### Aim of the exercise
Your task is to reproduce, exactly and only, the lines running from the line containing "Expected: one point per instance of the man with" to the end of the data below, both included.

(Recorded data)

* * * * * * *

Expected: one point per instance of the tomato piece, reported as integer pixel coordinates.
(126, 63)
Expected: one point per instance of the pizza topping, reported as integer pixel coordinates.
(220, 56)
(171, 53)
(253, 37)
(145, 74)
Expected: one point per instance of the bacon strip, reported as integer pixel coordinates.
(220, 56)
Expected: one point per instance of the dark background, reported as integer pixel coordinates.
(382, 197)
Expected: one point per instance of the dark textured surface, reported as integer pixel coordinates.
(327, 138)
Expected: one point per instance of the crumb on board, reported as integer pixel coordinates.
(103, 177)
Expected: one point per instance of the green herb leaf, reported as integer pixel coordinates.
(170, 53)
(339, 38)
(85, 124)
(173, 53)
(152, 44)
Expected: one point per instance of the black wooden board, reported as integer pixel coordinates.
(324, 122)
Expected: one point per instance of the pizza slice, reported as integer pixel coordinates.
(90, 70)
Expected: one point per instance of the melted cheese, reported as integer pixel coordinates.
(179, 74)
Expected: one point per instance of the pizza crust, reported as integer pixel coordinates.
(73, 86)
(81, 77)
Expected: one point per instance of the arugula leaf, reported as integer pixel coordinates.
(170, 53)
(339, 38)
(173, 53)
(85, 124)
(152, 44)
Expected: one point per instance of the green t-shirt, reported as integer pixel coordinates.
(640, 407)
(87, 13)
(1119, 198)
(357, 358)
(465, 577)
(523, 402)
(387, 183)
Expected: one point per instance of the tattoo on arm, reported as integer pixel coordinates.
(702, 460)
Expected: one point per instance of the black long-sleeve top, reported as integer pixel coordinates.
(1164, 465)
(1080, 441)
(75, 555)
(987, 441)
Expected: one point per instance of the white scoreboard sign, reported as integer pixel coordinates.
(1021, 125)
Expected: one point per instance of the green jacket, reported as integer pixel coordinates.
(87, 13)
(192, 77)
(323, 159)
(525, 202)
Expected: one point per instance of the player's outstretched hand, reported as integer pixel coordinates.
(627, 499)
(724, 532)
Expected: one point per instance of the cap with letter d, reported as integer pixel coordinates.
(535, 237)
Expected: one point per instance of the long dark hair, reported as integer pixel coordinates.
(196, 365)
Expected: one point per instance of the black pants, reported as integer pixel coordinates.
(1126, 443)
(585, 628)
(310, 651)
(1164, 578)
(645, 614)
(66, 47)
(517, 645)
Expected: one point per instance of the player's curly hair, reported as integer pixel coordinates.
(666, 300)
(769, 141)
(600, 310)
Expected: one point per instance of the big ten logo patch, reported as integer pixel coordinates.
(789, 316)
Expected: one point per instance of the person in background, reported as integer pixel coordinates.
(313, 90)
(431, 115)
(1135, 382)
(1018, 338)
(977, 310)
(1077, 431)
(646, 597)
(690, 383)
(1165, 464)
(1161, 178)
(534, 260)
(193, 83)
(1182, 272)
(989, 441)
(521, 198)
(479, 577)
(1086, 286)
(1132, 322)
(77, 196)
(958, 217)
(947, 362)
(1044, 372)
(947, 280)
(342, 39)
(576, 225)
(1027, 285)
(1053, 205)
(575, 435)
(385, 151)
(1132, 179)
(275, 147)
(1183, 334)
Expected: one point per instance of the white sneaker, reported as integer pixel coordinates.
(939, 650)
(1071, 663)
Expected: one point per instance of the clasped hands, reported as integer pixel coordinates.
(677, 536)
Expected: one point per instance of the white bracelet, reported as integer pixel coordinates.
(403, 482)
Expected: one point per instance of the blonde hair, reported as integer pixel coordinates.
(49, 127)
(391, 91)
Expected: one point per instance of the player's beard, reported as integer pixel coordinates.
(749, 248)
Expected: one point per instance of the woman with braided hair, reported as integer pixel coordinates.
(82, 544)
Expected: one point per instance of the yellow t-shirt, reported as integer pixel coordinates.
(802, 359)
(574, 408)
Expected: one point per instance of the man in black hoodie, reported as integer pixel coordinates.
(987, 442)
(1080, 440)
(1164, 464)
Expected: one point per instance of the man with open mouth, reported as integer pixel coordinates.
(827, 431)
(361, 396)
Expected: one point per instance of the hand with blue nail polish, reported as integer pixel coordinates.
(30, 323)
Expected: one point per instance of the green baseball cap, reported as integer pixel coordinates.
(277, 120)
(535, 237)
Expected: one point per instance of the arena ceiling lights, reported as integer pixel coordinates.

* * * * * * *

### Response below
Expected: one point per instance of the man with open mouth, reported as integer pixel coordinates.
(827, 431)
(361, 396)
Expected: one point per instance of the hand with blue nail polish, reported as integer pixel coordinates.
(30, 323)
Expected: one point per instance of the green baseball cap, reported as integer pixel coordinates.
(277, 120)
(535, 237)
Expected: one point per instance of the arena ceiling lights, reported as integer pixel coordinates.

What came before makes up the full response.